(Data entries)
^^^^^^^^

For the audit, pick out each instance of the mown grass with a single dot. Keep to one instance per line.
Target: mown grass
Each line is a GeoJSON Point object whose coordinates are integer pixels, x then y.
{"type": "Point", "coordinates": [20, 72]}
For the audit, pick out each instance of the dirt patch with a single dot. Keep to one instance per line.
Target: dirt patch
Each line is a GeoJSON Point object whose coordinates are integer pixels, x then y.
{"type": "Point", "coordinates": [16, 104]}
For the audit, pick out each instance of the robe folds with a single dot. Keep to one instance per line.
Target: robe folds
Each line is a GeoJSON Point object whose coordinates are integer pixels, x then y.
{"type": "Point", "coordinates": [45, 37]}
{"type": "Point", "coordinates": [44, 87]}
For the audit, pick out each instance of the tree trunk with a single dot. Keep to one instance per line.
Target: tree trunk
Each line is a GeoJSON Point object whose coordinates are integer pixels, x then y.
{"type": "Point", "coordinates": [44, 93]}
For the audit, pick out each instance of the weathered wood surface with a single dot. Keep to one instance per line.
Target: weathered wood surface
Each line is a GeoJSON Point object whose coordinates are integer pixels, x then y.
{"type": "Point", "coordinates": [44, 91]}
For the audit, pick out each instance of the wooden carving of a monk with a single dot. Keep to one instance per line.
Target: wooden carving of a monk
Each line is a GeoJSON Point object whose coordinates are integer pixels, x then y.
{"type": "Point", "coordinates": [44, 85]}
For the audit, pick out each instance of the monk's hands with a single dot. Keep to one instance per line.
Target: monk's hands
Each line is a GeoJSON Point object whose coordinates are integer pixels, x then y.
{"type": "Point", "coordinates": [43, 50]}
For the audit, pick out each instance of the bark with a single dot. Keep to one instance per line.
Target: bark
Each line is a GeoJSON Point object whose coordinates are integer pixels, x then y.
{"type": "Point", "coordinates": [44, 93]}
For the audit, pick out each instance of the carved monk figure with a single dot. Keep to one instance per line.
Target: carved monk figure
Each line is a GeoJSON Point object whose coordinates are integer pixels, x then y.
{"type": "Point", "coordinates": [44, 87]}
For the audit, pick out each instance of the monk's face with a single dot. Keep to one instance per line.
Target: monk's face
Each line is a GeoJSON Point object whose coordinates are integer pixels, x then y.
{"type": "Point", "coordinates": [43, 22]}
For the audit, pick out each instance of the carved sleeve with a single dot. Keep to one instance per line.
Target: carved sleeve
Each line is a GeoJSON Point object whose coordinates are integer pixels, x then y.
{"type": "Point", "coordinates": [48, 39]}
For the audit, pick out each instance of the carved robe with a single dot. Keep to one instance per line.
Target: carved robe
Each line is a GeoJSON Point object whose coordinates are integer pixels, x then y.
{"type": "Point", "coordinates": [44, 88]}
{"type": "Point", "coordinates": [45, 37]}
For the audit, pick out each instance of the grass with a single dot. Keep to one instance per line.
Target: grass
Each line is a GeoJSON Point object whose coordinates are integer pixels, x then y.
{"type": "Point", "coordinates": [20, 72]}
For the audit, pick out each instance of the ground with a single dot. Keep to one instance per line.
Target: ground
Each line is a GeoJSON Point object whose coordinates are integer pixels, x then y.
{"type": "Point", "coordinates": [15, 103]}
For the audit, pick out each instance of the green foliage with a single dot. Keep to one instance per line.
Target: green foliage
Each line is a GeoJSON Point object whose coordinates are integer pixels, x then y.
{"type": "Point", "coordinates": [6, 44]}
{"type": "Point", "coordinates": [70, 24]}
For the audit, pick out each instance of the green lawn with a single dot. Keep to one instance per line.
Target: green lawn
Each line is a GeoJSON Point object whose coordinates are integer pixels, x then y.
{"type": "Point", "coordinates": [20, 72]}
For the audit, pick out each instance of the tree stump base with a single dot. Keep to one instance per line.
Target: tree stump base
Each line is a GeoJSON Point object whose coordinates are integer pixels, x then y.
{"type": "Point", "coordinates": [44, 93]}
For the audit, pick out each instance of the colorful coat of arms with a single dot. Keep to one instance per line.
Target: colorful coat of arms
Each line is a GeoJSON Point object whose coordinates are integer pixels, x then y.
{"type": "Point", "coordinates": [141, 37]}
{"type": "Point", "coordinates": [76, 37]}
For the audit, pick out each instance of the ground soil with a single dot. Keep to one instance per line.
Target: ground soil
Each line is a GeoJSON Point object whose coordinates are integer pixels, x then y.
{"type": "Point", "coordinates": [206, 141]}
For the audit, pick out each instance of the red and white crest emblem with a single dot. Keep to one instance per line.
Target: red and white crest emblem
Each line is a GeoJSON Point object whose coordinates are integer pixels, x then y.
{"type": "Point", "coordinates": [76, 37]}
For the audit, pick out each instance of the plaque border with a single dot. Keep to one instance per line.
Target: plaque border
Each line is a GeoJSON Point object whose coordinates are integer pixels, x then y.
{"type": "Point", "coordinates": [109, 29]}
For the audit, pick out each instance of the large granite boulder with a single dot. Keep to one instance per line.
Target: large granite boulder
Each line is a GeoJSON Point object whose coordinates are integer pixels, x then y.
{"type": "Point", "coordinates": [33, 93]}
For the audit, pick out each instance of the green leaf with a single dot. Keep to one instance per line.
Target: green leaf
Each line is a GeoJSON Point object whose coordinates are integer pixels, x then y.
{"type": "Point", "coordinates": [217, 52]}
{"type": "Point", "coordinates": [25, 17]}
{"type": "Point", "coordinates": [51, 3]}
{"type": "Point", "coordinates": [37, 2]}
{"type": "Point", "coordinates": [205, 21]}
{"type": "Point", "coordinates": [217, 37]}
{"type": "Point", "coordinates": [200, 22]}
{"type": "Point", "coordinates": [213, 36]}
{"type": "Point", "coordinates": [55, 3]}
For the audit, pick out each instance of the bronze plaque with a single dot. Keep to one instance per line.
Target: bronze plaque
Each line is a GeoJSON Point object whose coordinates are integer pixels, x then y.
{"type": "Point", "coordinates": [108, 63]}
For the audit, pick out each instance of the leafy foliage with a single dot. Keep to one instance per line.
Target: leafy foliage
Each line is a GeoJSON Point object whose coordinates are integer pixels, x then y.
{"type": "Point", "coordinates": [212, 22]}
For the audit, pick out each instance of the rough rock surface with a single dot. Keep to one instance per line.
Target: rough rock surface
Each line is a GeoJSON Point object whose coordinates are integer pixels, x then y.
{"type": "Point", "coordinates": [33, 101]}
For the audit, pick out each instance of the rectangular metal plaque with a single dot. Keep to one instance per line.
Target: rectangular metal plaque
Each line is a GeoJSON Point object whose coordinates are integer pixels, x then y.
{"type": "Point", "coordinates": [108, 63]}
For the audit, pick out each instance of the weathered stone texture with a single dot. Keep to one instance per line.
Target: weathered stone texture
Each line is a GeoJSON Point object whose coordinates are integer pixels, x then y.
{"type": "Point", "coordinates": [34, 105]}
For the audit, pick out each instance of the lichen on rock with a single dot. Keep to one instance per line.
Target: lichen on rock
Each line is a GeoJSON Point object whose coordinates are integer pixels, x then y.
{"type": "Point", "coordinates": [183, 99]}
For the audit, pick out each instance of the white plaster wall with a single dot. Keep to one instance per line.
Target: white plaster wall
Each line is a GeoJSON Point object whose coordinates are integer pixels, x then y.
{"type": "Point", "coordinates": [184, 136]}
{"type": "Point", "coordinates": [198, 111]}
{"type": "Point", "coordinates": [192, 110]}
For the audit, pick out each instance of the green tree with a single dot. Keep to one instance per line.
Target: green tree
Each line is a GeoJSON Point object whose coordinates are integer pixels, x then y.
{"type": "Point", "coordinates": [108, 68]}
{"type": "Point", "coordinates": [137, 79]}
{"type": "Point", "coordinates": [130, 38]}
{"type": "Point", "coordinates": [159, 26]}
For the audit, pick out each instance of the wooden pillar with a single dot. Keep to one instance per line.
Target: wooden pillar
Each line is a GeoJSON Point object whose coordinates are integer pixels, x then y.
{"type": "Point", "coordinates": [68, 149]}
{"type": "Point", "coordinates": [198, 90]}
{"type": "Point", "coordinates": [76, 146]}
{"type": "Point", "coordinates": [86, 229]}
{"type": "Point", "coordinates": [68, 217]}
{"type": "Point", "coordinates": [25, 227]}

^^^^^^^^

Work to be completed –
Up to and including the line with "Target: tree trunk", transcribe the entries above exactly, starting from their first line.

Reply to the task –
For the audit, pick out each instance of the mown grass with a single dot. Keep to one instance per line.
Target: mown grass
Each line is a GeoJSON Point object whose coordinates are integer pixels, x then y.
{"type": "Point", "coordinates": [20, 72]}
For the audit, pick out each instance of the dirt patch with a single dot. Keep to one instance per line.
Target: dirt patch
Each line is a GeoJSON Point object whose coordinates are integer pixels, x then y.
{"type": "Point", "coordinates": [16, 104]}
For the audit, pick out each instance of the robe folds with a single dot. Keep to one instance per line.
Target: robe folds
Each line is a GeoJSON Point object whose coordinates are integer pixels, x then y.
{"type": "Point", "coordinates": [45, 37]}
{"type": "Point", "coordinates": [44, 87]}
For the audit, pick out each instance of the tree trunk with a single dot. Keep to one instance per line.
Target: tree trunk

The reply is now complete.